### Исходный отрывок:
Именами же его являются: Сущее, понятое как Предсущее, Жизнь, Премудрость, Ум, Слово, Истина, Вера, Могущество, Справедливость, Спасение, Искупление, Неравенство, Великое и Малое, Время и Вечность. И это, пожалуй, единственное высказывание средневековой мысли, где Бог именуется Временем. Между тем, поскольку Он — все и совокупно содержит в себе все, то он и Время само по себе и как таковое в возможности и актуальности. Даже из сказанного очевидно, что все определения сводятся к идее Сущего, которое есть начало и сущего, и бытия, и всего имеющего отношение к сущему. Поскольку Бог все обымает, то Он есть Причина всего сущего, следовательно, Сам есть.

### Условие задачи 1:
Перепишите из отрывка об именах Бога фрагмент, который начинается со слов "Именами же его" и заканчивается словами "следовательно, Сам есть.".
### Условие задачи 2:
Ответьте на вопросы по отрывку об именах Бога:
(а) Каким именем Бог назван в высказывании, которое отрывок называет, пожалуй, единственным таким в средневековой мысли?
(б) К идее чего сводятся все определения?
(в) Причиной чего назван Бог, поскольку Он все обымает?
### Условие задачи 3:
Выпишите, пожалуйста, из перечня имен в отрывке об именах Бога все имена, которые начинаются на букву «С».

### Извлеченные данные:
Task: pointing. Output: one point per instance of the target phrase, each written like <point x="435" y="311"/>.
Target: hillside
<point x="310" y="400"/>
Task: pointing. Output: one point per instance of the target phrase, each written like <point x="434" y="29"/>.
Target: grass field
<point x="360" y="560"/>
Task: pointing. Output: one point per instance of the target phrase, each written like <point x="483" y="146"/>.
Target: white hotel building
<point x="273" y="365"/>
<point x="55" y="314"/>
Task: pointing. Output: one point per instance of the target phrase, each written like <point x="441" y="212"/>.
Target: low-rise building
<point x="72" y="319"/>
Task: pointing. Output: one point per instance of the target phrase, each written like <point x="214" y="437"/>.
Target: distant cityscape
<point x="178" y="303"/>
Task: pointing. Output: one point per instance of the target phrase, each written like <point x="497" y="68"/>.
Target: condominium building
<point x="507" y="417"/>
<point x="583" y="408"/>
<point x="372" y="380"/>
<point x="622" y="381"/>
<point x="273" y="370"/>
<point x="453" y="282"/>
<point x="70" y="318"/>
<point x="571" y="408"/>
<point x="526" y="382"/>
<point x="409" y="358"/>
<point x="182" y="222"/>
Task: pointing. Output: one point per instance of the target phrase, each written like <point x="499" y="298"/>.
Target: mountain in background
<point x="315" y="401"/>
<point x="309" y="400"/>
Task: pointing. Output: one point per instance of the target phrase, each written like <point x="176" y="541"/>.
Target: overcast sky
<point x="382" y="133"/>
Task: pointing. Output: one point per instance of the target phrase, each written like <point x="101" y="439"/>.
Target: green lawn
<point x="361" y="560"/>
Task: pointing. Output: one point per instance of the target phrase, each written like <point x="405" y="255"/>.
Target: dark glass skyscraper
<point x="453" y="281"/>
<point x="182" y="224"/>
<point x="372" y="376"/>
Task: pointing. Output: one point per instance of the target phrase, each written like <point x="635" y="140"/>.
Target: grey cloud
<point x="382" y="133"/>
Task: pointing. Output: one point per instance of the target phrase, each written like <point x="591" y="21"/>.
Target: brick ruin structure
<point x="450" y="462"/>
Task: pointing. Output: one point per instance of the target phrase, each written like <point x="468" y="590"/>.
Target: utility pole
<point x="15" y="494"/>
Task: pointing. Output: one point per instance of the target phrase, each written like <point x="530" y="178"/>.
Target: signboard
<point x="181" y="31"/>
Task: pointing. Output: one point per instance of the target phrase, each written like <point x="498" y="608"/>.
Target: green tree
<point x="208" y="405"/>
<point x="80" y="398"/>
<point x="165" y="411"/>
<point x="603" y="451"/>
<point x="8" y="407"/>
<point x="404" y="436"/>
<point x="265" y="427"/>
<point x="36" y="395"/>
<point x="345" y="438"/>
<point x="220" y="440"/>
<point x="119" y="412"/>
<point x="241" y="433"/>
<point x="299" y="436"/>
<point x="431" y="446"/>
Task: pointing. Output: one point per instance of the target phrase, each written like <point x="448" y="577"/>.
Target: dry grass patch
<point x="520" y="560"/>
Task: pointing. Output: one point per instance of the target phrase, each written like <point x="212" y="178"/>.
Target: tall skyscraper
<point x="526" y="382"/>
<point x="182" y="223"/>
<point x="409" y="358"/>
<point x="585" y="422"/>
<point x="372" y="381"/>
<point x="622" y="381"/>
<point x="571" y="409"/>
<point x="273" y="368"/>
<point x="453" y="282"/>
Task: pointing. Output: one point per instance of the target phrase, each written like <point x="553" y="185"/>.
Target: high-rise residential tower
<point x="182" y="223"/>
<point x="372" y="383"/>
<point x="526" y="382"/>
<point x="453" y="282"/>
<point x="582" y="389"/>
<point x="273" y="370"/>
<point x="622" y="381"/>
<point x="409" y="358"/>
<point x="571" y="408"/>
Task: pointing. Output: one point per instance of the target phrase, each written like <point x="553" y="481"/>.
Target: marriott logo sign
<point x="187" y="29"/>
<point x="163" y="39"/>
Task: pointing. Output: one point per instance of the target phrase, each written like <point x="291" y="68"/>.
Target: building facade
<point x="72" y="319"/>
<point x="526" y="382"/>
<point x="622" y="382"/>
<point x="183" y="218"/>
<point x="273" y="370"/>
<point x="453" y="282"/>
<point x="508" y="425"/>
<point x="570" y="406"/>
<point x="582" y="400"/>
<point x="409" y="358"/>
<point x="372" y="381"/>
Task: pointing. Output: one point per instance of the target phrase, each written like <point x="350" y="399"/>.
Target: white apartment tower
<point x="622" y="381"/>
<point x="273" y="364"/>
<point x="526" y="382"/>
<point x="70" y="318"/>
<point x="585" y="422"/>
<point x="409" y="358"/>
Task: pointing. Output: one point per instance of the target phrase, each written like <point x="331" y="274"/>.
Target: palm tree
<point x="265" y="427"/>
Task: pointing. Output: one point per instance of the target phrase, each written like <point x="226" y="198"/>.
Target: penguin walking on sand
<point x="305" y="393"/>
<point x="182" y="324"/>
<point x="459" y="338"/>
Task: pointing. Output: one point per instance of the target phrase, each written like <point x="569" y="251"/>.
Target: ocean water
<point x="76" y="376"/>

### Письменный ответ 1:
Именами же его являются: Сущее, понятое как Предсущее, Жизнь, Премудрость, Ум, Слово, Истина, Вера, Могущество, Справедливость, Спасение, Искупление, Неравенство, Великое и Малое, Время и Вечность. И это, пожалуй, единственное высказывание средневековой мысли, где Бог именуется Временем. Между тем, поскольку Он — все и совокупно содержит в себе все, то он и Время само по себе и как таковое в возможности и актуальности. Даже из сказанного очевидно, что все определения сводятся к идее Сущего, которое есть начало и сущего, и бытия, и всего имеющего отношение к сущему. Поскольку Бог все обымает, то Он есть Причина всего сущего, следовательно, Сам есть.

### Письменный ответ 2:
(а) Временем.
(б) К идее Сущего.
(в) Всего сущего.

### Письменный ответ 3:
Сущее, Слово, Справедливость, Спасение.